- **WORK TO DO**
Reproduce the lines below word for word, starting at the first one and ending at the line that contains "[0,142,13,198]".

- **STORED ROWS**
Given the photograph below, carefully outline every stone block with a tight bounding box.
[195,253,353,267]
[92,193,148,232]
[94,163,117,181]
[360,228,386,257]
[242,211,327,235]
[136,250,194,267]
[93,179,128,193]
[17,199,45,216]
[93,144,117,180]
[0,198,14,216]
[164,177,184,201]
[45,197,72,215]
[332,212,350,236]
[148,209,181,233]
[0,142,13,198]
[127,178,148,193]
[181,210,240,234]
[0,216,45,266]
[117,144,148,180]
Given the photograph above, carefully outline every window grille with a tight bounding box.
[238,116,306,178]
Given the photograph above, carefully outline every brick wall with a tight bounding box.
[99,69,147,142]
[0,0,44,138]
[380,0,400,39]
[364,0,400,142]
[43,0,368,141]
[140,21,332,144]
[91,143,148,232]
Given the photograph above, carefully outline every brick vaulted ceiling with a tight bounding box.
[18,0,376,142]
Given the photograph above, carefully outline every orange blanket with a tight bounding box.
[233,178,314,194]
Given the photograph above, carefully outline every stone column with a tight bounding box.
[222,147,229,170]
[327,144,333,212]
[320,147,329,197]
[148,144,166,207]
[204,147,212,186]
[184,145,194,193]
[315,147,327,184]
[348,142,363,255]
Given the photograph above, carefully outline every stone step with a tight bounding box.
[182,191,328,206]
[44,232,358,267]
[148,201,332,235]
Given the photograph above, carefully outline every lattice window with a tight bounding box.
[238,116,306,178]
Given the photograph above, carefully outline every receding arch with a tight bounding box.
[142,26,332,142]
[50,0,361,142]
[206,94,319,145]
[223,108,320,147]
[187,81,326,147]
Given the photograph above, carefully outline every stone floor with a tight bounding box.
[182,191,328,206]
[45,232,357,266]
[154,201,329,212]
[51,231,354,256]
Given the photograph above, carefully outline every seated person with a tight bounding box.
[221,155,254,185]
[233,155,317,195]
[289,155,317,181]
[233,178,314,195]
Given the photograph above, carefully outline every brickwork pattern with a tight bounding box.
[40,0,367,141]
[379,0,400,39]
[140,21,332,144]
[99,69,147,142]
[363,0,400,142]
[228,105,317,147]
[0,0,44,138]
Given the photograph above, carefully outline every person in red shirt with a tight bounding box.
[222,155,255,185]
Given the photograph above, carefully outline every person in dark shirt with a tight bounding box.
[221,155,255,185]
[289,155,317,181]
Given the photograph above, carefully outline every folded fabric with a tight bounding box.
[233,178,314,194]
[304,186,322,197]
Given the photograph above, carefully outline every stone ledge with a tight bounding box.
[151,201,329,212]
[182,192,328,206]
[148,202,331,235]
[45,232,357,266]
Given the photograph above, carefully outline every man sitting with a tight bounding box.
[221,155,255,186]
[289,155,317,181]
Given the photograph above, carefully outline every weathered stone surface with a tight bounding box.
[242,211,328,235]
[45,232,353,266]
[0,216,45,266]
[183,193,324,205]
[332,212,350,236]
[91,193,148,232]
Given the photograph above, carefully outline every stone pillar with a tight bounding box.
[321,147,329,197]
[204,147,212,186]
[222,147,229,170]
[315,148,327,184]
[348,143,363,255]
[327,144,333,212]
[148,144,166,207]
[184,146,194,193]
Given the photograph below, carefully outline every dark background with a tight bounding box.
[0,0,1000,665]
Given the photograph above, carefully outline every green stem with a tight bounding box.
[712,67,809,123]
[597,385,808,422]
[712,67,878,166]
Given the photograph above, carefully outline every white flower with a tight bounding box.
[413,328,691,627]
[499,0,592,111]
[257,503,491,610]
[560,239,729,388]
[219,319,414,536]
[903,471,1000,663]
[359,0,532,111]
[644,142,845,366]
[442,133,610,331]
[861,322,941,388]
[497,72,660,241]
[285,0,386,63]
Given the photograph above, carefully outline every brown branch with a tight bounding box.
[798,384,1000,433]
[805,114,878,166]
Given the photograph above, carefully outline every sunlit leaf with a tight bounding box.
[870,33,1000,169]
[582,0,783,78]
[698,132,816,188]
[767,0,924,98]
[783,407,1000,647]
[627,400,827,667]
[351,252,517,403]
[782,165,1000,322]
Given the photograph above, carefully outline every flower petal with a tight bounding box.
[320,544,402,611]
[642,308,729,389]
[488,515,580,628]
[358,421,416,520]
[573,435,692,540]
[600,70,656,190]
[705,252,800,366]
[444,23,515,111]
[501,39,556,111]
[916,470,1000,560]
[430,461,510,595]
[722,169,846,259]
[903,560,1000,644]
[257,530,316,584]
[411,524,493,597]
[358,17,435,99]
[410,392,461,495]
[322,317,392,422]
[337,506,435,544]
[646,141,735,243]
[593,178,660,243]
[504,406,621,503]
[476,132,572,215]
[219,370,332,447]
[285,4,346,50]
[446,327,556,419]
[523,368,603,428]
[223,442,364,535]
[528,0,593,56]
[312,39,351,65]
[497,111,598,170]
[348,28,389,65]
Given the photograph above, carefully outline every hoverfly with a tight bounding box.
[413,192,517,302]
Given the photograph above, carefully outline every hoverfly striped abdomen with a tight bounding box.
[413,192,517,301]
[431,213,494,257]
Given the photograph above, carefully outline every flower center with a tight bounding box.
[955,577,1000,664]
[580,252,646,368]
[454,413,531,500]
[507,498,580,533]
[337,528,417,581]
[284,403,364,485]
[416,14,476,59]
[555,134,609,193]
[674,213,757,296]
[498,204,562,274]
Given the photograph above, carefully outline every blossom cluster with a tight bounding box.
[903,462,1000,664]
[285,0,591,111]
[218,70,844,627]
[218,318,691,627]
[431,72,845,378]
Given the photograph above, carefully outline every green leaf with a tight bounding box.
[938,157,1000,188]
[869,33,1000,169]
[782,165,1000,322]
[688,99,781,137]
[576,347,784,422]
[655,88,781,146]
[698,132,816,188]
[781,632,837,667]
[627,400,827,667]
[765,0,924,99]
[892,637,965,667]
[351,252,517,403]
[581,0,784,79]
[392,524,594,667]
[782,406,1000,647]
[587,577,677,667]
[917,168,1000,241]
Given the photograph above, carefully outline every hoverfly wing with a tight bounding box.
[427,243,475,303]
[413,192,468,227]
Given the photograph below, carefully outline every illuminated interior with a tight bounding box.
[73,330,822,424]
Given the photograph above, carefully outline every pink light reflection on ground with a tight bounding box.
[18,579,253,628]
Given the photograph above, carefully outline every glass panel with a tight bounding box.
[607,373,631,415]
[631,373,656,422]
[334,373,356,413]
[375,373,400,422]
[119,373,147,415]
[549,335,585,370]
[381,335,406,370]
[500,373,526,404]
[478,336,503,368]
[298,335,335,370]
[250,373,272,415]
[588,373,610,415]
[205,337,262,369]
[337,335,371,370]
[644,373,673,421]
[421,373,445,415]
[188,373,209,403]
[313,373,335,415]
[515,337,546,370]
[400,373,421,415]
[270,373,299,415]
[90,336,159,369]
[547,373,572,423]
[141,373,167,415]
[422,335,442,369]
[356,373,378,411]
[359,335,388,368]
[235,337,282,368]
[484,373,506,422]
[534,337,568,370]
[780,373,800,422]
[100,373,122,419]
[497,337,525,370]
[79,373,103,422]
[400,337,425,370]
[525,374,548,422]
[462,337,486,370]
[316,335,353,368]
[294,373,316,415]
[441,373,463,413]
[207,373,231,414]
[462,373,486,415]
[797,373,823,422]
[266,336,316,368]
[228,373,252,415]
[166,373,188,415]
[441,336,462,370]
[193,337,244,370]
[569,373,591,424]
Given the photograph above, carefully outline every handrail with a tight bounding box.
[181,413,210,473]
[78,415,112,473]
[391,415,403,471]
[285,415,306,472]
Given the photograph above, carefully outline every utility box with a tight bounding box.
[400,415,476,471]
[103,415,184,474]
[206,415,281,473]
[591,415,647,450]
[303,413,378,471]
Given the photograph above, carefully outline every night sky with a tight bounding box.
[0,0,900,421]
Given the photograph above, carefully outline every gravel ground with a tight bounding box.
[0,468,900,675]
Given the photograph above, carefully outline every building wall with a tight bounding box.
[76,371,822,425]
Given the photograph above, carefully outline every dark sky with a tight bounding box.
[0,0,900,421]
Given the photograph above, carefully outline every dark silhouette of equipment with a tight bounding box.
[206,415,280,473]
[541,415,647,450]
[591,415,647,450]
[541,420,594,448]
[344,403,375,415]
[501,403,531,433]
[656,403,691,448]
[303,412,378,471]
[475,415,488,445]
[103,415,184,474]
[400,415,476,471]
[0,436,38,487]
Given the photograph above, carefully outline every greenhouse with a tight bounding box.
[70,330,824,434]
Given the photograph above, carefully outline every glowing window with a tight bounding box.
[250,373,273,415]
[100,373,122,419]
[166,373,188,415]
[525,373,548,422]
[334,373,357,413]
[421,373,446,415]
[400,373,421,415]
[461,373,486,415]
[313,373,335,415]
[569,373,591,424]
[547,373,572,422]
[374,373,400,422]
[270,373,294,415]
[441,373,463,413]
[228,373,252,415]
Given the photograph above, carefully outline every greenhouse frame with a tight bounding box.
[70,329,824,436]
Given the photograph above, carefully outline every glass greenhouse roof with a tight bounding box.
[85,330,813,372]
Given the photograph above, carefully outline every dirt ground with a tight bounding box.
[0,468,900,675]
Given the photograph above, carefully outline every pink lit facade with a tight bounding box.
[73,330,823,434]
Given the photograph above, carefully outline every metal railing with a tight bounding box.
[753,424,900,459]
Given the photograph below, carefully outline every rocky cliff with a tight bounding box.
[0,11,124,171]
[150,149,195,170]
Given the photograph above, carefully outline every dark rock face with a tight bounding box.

- **SOLUTION BELOW**
Given the photograph below, carefully outline every stone block with a tight bounding box.
[195,253,353,267]
[92,193,148,232]
[94,163,117,181]
[360,228,386,257]
[242,211,327,235]
[136,250,194,267]
[93,179,128,193]
[17,199,45,216]
[93,144,117,180]
[0,198,14,216]
[164,177,184,201]
[45,197,72,215]
[332,212,350,236]
[148,209,181,233]
[0,142,13,198]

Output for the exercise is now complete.